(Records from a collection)

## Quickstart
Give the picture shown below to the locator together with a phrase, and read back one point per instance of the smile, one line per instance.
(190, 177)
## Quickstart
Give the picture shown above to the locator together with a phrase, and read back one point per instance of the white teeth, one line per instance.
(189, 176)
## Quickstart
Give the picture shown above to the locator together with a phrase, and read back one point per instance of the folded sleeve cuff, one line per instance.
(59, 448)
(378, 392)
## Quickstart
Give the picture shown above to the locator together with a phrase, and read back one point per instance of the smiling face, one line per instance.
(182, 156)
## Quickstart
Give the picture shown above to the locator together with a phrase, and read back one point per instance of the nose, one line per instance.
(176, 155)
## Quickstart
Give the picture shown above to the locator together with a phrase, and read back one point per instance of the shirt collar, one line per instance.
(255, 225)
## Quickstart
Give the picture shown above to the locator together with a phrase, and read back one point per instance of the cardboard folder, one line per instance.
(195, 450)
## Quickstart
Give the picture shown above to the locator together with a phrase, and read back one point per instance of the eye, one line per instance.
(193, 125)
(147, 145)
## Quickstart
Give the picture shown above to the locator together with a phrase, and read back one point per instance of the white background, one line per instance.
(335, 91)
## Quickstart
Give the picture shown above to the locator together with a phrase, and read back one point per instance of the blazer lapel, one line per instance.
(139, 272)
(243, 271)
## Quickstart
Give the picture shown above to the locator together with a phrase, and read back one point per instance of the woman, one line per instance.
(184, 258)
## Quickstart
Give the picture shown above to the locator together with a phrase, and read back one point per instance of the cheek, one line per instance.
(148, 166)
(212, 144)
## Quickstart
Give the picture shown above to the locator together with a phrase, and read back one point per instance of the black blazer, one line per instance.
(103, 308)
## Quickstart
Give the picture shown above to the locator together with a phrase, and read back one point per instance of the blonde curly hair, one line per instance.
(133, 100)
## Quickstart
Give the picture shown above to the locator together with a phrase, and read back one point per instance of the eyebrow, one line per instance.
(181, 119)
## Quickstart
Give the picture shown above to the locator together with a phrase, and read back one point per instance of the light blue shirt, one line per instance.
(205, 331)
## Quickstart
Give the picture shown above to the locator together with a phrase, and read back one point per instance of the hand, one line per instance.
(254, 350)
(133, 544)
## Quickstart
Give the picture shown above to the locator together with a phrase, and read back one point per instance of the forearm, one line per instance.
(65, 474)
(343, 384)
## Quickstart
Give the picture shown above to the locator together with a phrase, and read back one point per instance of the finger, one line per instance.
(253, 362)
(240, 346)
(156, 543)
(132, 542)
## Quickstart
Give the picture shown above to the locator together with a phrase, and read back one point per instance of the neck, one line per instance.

# Aim of the exercise:
Reproduce all the records. Keep them exact, please.

# Solved problem:
## Quickstart
Give the picture shown below to the locator together with a phrase, and read back one point per instance of the smile, one line per instance.
(190, 177)
## Quickstart
Give the picture shown above to the locator together with a phrase, and read back one point per instance of the white teeth, one line per instance.
(189, 176)
## Quickstart
Give the picture shown above to the locator together with a phrase, and read back one point per instance of the folded sleeve cuff, one line per instance.
(59, 448)
(378, 392)
## Quickstart
Give the picture shown above to the locator together with a phrase, and read back one point per instance of the smiling face, one line per instance.
(182, 156)
## Quickstart
Give the picture shown above to the locator together with a phrase, and read back one point per instance of the nose, one line per instance.
(176, 155)
## Quickstart
Give the picture shown above to the locator together with a phrase, and read back one point per instance of the shirt collar, one line per instance.
(255, 225)
## Quickstart
Give the picture shown above to the locator together with a phrase, and read back one point per instance of the cardboard folder, one line per instance.
(195, 450)
## Quickstart
Give the picture shown above to the locator together with a phrase, and read back one point per instance of the eye, one line per instance.
(193, 125)
(147, 145)
## Quickstart
Give the picture shown above to the locator together with a phrase, and read back one point per instance of the white background, one line per instance.
(335, 91)
## Quickstart
Give the picture shown above to the locator together with a phrase, and read back one point per instance of the blazer lapel, one line per instance.
(139, 272)
(243, 271)
## Quickstart
Give the picture shown above to the locator together with a phrase, and read back one point per instance of the woman, one line per instance.
(184, 258)
## Quickstart
Give the picture shown above to the locator together with a phrase, and read back one point per instance of the cheek, one line per instance.
(148, 166)
(212, 144)
## Quickstart
Give the picture shown above to the locator together with a phrase, and read back one point per instance of the black blazer, one line per instance.
(103, 308)
## Quickstart
Give the picture shown above to the locator together with a phrase, and read back one point per instance of the blonde curly hair, one line per instance.
(133, 100)
## Quickstart
Give the picture shown above to the locator together with a phrase, and read back one point per instance of the eyebrow, one line per instance.
(181, 119)
## Quickstart
Give the picture shown above to the locator together with a phrase, and read back one point per instance of the light blue shirt, one line per instance.
(205, 331)
## Quickstart
Give the picture shown above to the locator together with a phrase, and read back one point per instance of the hand, one line per instance.
(254, 350)
(133, 544)
## Quickstart
Give the picture shown above to the locator together with a phrase, and read back one point per instance of the forearm, one line per instance.
(65, 474)
(343, 384)
## Quickstart
Give the picture shown above to the locator together with a phrase, and read back one point per instance of the finger, one line per instance.
(253, 362)
(240, 346)
(156, 543)
(132, 542)
## Quickstart
Give the picture shown above to the locator together with a phrase, and read back one point per instance of the neck, one line per instance.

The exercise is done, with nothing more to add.